◆ **WHAT YOU NEED TO DO**
Render everything from the line with "Note: pick out every instance of the shadow" through the end of the entries as a Markdown table with the columns Row and Text, giving each line its own numbered row. Skip blank lines and leave the pictures out.

◆ **DATASET EXTRACT**

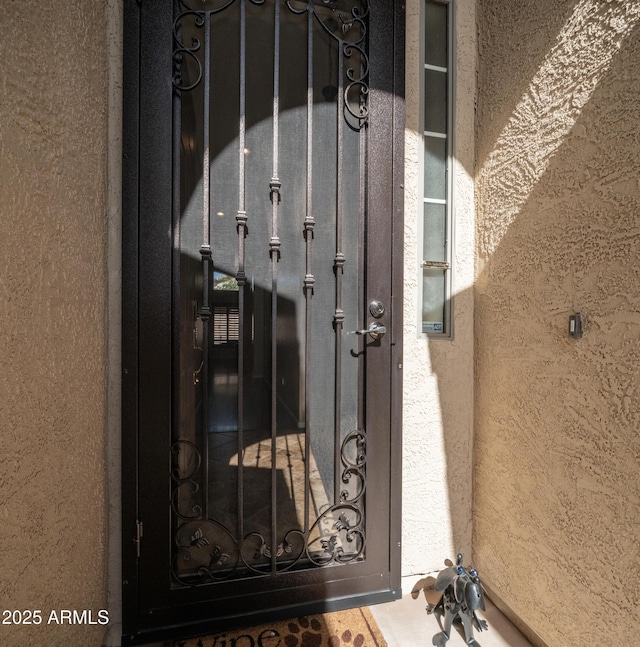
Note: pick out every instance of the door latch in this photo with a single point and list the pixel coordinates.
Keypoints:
(375, 330)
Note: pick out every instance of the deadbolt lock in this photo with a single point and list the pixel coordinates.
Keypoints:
(376, 308)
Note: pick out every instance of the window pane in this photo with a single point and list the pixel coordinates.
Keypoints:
(435, 232)
(435, 42)
(435, 101)
(435, 168)
(433, 300)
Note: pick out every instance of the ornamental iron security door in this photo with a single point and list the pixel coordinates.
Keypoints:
(261, 220)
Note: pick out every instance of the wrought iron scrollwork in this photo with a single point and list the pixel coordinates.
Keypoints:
(348, 26)
(210, 551)
(182, 50)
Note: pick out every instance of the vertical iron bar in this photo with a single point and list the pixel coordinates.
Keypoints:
(175, 218)
(274, 250)
(339, 268)
(309, 279)
(205, 251)
(241, 220)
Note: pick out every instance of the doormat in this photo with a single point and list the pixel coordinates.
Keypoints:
(351, 628)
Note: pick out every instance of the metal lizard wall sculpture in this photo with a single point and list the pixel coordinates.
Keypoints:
(462, 595)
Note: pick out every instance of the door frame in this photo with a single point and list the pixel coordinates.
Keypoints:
(390, 156)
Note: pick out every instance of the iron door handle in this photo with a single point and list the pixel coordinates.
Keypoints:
(375, 329)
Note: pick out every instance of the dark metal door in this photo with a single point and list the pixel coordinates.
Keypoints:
(262, 251)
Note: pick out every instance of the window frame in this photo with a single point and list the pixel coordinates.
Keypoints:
(448, 297)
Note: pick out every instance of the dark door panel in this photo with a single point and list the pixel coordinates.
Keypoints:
(260, 431)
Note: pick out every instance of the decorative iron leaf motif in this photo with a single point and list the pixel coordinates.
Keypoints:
(198, 540)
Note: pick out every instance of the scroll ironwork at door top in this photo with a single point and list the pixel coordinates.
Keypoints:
(331, 528)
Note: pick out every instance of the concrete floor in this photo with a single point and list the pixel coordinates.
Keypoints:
(405, 623)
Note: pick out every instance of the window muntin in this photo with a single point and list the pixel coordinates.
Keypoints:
(435, 269)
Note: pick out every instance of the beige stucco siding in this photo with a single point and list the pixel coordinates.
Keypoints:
(438, 374)
(557, 493)
(52, 316)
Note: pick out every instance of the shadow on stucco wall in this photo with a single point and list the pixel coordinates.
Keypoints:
(556, 494)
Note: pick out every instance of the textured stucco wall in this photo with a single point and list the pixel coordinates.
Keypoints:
(438, 375)
(52, 316)
(557, 493)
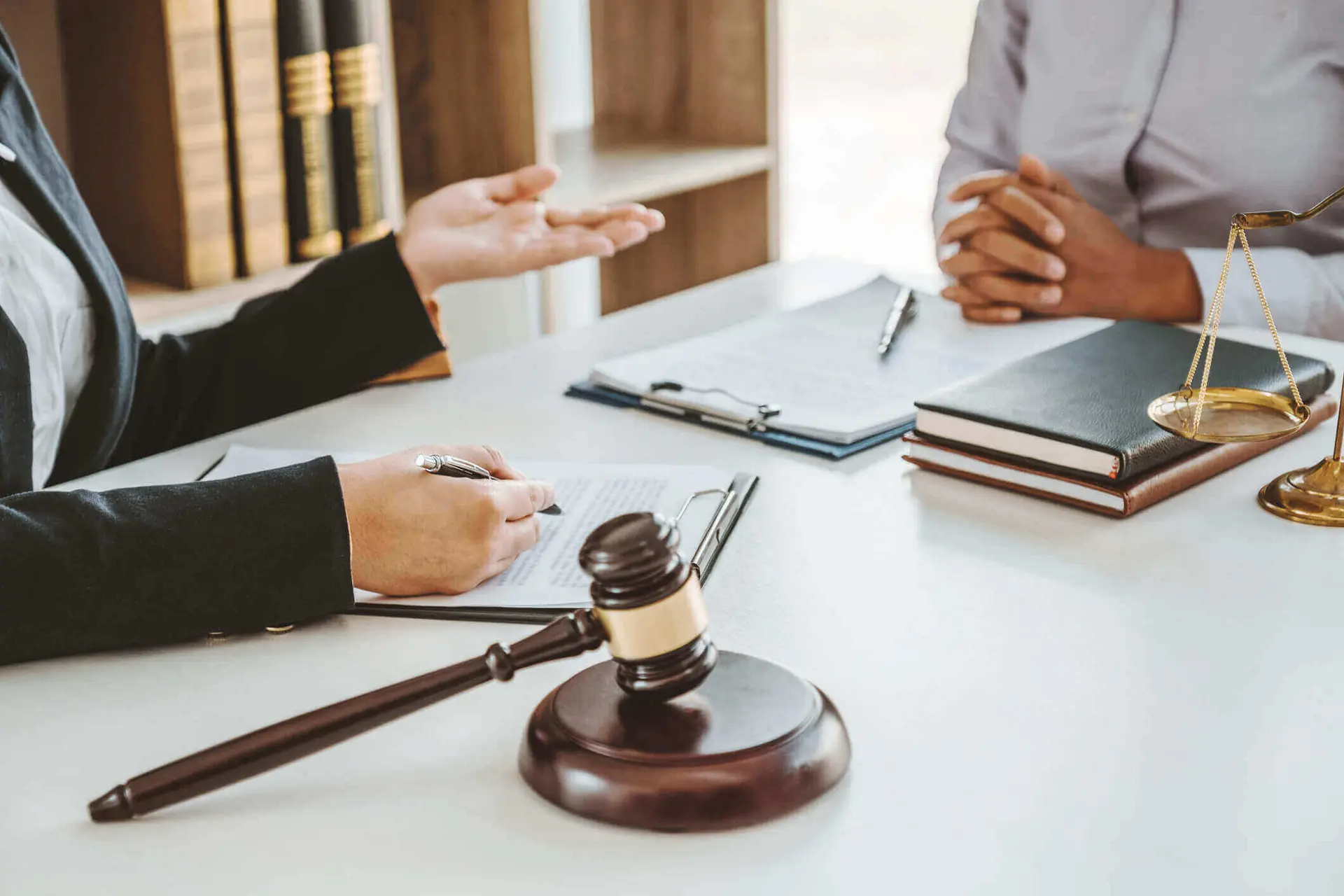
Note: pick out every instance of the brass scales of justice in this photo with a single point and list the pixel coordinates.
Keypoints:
(1219, 414)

◆ **SOLUTION**
| Row | Text |
|---|---|
| 1 | Note: pick out every instance of the shadow on stucco wall in this photo with a single point and list the pixel coordinates. |
| 2 | Keypoints: |
| 3 | (556, 494) |
| 4 | Note: pick out every instance of the textured stucco wall in this photo with a single point and list the pixel coordinates. |
| 5 | Keypoints: |
| 6 | (438, 375) |
| 7 | (52, 316) |
| 8 | (557, 493) |
| 9 | Note: pick out every instance of the brass scales of justice in this photo with a single point and list the pixel coordinates. |
| 10 | Keypoints: |
| 11 | (1219, 414) |